━━━ ENTRIES PROVIDED
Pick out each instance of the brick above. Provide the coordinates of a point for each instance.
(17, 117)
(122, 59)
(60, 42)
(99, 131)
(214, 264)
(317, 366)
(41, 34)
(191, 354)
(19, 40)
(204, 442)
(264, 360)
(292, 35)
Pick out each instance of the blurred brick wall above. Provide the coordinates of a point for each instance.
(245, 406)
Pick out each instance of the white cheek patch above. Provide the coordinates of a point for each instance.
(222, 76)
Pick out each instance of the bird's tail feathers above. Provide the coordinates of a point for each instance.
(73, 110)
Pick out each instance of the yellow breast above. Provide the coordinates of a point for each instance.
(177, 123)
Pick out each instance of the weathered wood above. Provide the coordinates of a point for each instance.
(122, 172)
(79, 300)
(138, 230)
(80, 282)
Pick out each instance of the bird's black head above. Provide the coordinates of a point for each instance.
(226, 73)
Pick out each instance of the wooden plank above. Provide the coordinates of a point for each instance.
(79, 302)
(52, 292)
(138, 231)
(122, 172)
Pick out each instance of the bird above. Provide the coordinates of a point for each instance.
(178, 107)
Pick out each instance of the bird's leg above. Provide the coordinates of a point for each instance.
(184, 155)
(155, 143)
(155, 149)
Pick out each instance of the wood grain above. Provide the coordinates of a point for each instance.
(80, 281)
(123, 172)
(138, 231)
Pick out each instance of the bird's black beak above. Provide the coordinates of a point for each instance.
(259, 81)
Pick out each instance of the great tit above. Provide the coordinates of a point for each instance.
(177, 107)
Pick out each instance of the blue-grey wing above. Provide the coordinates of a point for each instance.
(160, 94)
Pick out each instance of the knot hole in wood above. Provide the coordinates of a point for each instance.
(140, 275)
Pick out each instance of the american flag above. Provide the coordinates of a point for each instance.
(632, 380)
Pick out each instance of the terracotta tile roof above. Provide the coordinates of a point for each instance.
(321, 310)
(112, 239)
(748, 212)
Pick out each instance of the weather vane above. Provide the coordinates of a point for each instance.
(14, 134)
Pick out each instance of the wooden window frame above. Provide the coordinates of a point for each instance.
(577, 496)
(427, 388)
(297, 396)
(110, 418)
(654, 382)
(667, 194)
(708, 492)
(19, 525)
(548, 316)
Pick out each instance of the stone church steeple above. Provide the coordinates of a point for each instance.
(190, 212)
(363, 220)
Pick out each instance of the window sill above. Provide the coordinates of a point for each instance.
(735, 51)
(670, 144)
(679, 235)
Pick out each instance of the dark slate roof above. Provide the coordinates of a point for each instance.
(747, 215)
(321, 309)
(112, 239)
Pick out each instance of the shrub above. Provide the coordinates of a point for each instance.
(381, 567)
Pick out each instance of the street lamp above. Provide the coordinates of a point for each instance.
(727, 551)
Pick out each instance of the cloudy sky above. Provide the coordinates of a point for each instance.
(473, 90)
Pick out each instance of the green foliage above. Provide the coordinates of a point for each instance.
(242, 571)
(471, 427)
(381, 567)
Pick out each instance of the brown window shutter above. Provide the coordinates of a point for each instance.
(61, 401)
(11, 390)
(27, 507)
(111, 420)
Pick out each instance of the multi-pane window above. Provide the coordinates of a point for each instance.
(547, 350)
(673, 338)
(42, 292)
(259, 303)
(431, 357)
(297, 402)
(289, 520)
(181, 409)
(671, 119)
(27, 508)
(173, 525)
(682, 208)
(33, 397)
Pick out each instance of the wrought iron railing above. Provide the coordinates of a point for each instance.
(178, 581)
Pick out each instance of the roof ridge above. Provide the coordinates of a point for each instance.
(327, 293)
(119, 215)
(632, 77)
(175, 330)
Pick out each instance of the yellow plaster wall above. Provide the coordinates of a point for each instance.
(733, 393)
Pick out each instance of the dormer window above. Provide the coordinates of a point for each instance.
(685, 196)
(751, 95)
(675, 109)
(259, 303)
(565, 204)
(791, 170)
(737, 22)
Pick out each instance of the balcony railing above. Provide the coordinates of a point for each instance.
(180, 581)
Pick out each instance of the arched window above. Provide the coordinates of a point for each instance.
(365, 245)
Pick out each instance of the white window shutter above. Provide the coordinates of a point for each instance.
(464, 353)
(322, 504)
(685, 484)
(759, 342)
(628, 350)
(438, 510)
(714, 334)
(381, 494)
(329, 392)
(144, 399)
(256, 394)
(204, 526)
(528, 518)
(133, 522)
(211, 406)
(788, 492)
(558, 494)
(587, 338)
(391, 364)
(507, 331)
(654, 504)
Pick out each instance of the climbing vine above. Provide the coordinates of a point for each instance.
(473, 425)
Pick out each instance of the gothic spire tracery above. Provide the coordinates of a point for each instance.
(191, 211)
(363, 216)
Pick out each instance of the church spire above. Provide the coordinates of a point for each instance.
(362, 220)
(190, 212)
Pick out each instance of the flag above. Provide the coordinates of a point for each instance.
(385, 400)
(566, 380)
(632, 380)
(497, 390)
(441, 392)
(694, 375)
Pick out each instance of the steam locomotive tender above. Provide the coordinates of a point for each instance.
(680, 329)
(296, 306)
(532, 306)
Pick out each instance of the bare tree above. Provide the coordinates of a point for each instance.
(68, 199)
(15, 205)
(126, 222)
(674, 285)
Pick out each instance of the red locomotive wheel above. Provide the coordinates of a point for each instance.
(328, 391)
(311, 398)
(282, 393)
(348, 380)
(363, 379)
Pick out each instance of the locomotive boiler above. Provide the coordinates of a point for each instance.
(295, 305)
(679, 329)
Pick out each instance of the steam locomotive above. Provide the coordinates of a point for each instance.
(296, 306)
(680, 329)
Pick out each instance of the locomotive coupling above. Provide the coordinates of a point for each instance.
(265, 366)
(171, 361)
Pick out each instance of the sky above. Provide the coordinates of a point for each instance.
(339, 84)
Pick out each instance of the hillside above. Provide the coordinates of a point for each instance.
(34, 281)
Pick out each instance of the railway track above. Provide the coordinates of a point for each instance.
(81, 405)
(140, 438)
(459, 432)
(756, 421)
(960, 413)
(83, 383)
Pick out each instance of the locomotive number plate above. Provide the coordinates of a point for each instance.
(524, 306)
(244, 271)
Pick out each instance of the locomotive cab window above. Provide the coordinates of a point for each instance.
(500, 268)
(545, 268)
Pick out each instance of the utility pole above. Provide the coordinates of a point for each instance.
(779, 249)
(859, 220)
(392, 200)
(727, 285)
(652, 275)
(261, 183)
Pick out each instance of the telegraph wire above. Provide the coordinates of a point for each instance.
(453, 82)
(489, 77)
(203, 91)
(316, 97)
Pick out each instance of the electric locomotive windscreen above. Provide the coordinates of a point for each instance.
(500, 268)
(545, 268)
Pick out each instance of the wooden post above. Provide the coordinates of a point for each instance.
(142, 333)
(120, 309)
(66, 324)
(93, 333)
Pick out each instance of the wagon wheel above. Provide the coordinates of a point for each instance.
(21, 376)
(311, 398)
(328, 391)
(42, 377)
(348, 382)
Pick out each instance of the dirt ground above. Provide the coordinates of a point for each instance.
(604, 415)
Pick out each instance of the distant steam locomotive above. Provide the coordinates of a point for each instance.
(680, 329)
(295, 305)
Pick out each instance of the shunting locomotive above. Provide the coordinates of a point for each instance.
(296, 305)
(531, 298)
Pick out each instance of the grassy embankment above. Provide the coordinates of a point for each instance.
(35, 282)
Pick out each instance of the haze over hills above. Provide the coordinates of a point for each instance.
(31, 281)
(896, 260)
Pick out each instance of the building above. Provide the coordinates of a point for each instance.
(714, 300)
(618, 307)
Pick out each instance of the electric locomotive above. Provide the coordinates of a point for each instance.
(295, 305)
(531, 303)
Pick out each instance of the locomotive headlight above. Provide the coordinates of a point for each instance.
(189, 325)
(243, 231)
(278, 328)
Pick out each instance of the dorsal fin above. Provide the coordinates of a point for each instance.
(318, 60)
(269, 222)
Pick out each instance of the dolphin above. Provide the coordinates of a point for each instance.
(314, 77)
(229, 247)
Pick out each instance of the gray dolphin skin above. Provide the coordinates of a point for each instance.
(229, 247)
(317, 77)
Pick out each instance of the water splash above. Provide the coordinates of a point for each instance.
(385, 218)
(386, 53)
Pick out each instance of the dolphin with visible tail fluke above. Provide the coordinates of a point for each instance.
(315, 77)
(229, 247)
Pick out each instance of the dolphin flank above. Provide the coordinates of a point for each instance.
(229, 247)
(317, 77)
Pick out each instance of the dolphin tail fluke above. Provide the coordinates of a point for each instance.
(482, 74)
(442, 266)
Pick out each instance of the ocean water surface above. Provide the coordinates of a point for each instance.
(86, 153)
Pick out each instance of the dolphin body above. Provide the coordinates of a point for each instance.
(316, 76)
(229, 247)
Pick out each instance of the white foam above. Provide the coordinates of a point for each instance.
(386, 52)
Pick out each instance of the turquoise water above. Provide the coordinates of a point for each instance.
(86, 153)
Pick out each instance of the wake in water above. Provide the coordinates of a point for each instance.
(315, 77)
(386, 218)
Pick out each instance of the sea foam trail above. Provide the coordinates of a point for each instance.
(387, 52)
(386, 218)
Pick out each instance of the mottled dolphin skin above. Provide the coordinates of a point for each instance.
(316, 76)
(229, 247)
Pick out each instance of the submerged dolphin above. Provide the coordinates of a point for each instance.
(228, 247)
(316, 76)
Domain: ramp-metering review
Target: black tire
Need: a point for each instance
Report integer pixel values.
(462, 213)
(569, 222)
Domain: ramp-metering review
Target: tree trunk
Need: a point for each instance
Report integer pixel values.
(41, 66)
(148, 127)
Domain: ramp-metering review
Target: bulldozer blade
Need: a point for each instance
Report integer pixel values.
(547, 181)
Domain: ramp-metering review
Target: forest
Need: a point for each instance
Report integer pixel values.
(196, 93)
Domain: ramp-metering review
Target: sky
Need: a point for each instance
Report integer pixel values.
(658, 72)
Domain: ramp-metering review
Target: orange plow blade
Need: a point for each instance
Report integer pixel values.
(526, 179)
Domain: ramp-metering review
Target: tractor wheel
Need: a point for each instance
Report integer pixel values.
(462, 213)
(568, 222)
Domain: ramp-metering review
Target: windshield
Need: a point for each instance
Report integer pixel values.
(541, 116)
━━━━━━
TRY IT: For the string "blade", go through the entries above and copy each line where it occurs.

RESULT:
Target: bulldozer blade
Target: orange plow blade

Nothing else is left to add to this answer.